This reads like a litany of things not to do while riding a motorcycle.  Apart from the group mentality, attempting to pass a left turning vehicle on the left suggests a real deficit in road reading, let alone basic physics.

This kind of riding is what stopped me from getting on a motorcycle just when I was going to get my license the first time twenty years ago.  In that case a kid, late for work, gunned it through a red light and went over the hood of a left turning car; instant fatality.  The cautionary tales that come from these situations always have more to do with poor road craft than they do with the perils of riding a motorbike.

Riding a motorcycle isn't easy.  10% of my class failed to get their introductory license through a combination of poor coordination and inability to manage the many things you're doing on a bike (you're using both hands, both feet and your whole body to ride it), and that was in a parking lot.  On the road there are a whole raft of other considerations on top of operating the bike.  You need to develop advanced defensive riding skills because you'll lose in any collision; it doesn't matter who is at fault when you get in an accident on a bike.

My suspicion is that these bikers thought their numbers and loud pipes would humble any other road user into waiting to let them pass.  Using intimidation as a road management tool is a slippery slope.  I'm not trusting my life to other people's perception of me - more often than not they don't see me at all.





Shortly after this happened I came across this great article explaining to car drivers why motorcycles act the way they do.  I'm willing to bet the people involved in this accident had no familiarity with these habits.  Riding a motorcycle is a difficult thing, but doing it well is very satisfying.  Doing it poorly is just asking for trouble.  If you're a non-rider and you want to trot this out as an example of why motorcycling is dangerous, it's a poor example.

Monday, 18 January 2016

Doing a Dangerous Thing Well (or not)

The rolling hills mean short sight lines and lightened
suspension. Patchy pavement means a rough ride.
Lots of corners means you're depending on the sides
of your tires. The Bush Highway is a demanding ride. 
After our horse ride in the Arizona desert we took the rental SUV down the Bush Highway and into Apache Junction for dinner.  Over one of the many hills we came upon a dozen emergency vehicles with lights blazing.  The road was closed down to one lane.

(Data items)
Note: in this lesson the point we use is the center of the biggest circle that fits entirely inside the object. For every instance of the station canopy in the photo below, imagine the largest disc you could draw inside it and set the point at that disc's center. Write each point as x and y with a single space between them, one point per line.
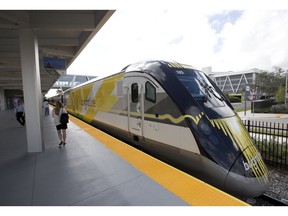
61 35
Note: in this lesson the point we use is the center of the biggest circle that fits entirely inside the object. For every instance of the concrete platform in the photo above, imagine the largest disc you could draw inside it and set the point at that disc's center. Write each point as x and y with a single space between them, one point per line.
83 173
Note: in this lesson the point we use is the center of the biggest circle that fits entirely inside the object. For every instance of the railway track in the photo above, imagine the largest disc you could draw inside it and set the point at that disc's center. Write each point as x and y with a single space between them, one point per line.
266 200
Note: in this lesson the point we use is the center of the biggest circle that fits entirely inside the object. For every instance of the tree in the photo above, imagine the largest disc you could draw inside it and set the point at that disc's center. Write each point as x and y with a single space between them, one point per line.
280 95
269 82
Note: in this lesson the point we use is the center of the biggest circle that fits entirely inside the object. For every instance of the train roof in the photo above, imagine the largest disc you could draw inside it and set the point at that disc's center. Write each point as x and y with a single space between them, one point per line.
146 66
149 65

=== Things to do ===
a: In the motorcycle text, what share of the writer's class failed to get an introductory license?
b: Edit the motorcycle text from "This kind of" to "riding a motorbike.", replacing "kid" with "teenager".
c: Carry on with the motorcycle text from its last sentence.

=== Answers ===
a: 10% of the class failed to get an introductory license.

b:
This kind of riding is what stopped me from getting on a motorcycle just when I was going to get my license the first time twenty years ago.  In that case a teenager, late for work, gunned it through a red light and went over the hood of a left turning car; instant fatality.  The cautionary tales that come from these situations always have more to do with poor road craft than they do with the perils of riding a motorbike.

c:
As we crept past we cleared the ambulance in the middle of the road and a rider came into view.  He was sitting in the middle of the pavement my son and I had ridden down a couple of days before, his GSX-R a pile of broken plastic and bent metal on the gravel shoulder.  He'd obviously been thrown clear of it.

He was sitting up because he was wearing a full helmet, armoured leather jacket, pants and boots.  ATGATT meant this was an expensive crash, but not an overly injurious one, he looked winded and freaked out, but paramedics won't have you sitting up unless they've ruled out a lot of more serious injuries.

Helmets are optional in Arizona.  If this guy had come off at the speed he was travelling (he ended up a good sixty feet away from the bike) without a helmet he wouldn't have been sitting up.  He also would've left a lot of skin on the pavement if he wasn't wearing armoured gear.  As it was he looked cut free.

There might be a sport bike argument to be made here.  Cruiser riders may ride around in t-shirts and no helmet in Arizona, but then they don't try and tackle the bumpy, undulating Bush Highway at high speed either.  If you're going to ride a sports bike aggressively, full gear seems like an obvious thing to do.  Exploring the limits of said sports bike on a bumpy, poorly maintained desert road with a patina of sand on it might not be such a bright idea either; that's what track days are for.

I didn't start riding until my forties.  I could have started in my twenties when I had fewer responsibilities and much more free time, but a bad crash at work put me off it again.  Every time I see a rider down my heart jumps into my throat.  I want them to be ok, but I also don't want it to be the result of a stupid decision they made.  Every time that happens someone like me is shaken off the idea of riding, which means they are missing out on a magical experience.